Chick gets the theory of evolution wrong and essentially equates it with Hitler.
This. The emphasis is Chick's.
Tyler: Now I see why Jesus is banned in our school and why we hate him and his cruel Ten Commandments! Only weak, inferior people like you believe that nonsense!
He seems to have gotten part of his information about evolution from Devo.
"... We lost our tails!"
"... You'll be in a lake of fire with millions of others who believe we evolved from monkeys!"
"In the beginning, we came from goo!"
"You're dangerous! They don't teach that in school! We came from monkeys, you sicko!"
Cathy told you that I died for you, but YOU REJECTED ME!
Chick talking to himself.
Tyler: There are no absolutes.
Chick's asterisk: Lie! Here's an absolute: the words of God!
Tyler's mother explains morals.
Mother: It's up to you, Tyler. Evolution does away with morals.
Tyler: Wow, anything goes! What's to keep me from becoming a god?
I'm UNWANTED, UNLOVED, DISOWNED... and the doctor says I'm dying of CANCER!"
The man's about to jump. A man comes up to him and starts telling him about Jesus. The first man says this:
"This better be good, or I'm going to jump!"
Any panel where a silhouetted angel casually tosses someone into the Lake of Fire.
The lizard - supposedly Satan in serpent form - in In the Beginning. Geez, has Chick ever seen an actual serpent?
Also, the evangelist looks just like David "Are you serious?" Silverman, an atheist.
In the Bible, God supposedly punished the snake by taking away his legs, so that's something else Chick actually got right.
Giant Faceless God.
"What should I do, Jesus?!"
"Bang on the door!" "Okay!"
His "native" tract is particularly fun:
God is a gleamingEldritch Abomination who eternally damns his children. (Scarily, the first part is one of the few parts of The Bible Chick gets right.)
The shaved heads and long hair. Long hair on men is a symbol of the American Indian Movement, so we'll give him credit for that; but it still has Unfortunate Implications.
Being against having uranium tailings in your water is a sin! Being a teetotaller is a sin!
Naturally, if you don't have long hair, then you have a mohawk.
What's the one where he introduces a typically jolly, respectable-looking Christian evangelist missionary couple who have been running a charity in Africa their whole careers AND dutifully proselytizing the entire time, and they get on a plane, which crashes, and then they get sent to hell for not believing in Jesus hard enough? That honestly took me by surprise.
Actually that was for not shoving their beliefs down people's throats converting enough people. Yeah, if Jack Chick is right, God is a jerk.
That would be the tract called Flight 144.
The picture linked to under Arson, Murder, and Jaywalking from the main page, especially the snarling Sikh who's going to stab you with his giant kirpan.
"You're going to meat the death angel."
Apparently, even mentioning the word "Hell" is no longer acceptable in household conversation, according to "Going Down?"
At chick.com, there are randomised "Tract Myths" and other adlike things at the bottom of each tract page. Tract Myth #3◊, which is about shyness, features a young girl hiding her face. She looks more like she's facepalming at the Chick Tract.

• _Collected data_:

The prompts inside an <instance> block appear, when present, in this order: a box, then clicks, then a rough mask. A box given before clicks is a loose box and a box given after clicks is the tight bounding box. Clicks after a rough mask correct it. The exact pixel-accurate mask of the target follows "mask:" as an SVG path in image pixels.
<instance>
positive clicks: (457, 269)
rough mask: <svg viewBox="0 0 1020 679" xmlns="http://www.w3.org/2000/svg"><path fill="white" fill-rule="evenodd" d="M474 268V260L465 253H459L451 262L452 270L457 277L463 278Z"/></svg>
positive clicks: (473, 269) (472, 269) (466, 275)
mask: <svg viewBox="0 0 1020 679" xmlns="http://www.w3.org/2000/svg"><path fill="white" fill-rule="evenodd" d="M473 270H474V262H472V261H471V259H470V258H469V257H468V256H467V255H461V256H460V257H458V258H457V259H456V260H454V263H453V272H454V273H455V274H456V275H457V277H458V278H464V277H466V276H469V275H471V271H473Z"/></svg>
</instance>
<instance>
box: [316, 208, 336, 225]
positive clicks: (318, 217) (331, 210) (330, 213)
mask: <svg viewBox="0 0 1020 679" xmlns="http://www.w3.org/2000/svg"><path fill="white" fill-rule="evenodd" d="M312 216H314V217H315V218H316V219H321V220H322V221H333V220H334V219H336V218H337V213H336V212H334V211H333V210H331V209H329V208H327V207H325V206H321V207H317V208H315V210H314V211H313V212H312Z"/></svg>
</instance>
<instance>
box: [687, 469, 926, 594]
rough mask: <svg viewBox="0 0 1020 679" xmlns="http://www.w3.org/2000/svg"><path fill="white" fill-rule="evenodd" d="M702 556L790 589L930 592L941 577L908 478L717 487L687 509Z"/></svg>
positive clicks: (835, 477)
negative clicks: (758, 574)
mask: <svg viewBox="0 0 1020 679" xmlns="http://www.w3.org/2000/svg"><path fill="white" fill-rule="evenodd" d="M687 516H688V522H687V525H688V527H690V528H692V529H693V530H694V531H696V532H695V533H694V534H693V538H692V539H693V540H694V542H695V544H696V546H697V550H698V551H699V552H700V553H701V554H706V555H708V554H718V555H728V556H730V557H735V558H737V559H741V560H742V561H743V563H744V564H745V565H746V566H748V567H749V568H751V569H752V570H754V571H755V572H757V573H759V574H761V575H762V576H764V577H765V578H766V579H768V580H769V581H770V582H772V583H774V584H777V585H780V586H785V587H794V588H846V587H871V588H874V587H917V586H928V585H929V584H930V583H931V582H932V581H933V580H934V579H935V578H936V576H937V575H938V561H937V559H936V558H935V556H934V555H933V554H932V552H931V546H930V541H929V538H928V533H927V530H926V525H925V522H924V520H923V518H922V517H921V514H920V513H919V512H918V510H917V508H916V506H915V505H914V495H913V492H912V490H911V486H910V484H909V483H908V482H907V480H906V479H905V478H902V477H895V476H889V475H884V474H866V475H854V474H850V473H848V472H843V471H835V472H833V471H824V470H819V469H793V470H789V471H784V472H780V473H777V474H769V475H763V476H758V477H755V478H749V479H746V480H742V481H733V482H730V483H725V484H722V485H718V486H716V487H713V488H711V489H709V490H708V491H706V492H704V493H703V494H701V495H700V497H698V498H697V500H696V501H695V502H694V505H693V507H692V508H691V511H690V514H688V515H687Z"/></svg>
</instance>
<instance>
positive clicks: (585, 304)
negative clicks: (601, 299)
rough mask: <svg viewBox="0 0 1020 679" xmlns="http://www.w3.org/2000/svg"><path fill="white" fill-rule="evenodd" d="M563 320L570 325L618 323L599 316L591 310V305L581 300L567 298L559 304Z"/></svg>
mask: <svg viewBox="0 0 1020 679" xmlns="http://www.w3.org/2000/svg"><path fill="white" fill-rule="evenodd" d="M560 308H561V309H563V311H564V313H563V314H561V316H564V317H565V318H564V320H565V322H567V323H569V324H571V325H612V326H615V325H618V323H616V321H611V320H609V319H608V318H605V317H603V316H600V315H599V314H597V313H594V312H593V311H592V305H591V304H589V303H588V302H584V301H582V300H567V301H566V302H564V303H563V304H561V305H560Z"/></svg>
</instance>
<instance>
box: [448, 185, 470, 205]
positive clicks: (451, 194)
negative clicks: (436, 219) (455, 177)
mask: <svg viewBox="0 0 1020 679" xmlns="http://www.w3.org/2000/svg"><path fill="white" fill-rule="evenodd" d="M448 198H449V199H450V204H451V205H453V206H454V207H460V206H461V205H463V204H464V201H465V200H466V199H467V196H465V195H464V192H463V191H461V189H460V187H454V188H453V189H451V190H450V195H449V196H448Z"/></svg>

• _Required work_:
1. Set down, word for word, the portion of the text about Chick tracts that begins at the words "Mother: It's up" and ends after the words "Giant Faceless God.".
2. Answer these questions using the text about Chick tracts.
(a) What is the name of the tract in which the missionary couple's plane crashes?
(b) According to "Going Down?", which word is no longer acceptable in household conversation?
(c) What is Tract Myth #3 about?

• _Answers below_:
1.
Mother: It's up to you, Tyler. Evolution does away with morals.
Tyler: Wow, anything goes! What's to keep me from becoming a god?
I'm UNWANTED, UNLOVED, DISOWNED... and the doctor says I'm dying of CANCER!"
The man's about to jump. A man comes up to him and starts telling him about Jesus. The first man says this:
"This better be good, or I'm going to jump!"
Any panel where a silhouetted angel casually tosses someone into the Lake of Fire.
The lizard - supposedly Satan in serpent form - in In the Beginning. Geez, has Chick ever seen an actual serpent?
Also, the evangelist looks just like David "Are you serious?" Silverman, an atheist.
In the Bible, God supposedly punished the snake by taking away his legs, so that's something else Chick actually got right.
Giant Faceless God.

2.
(a) Flight 144
(b) "Hell"
(c) Shyness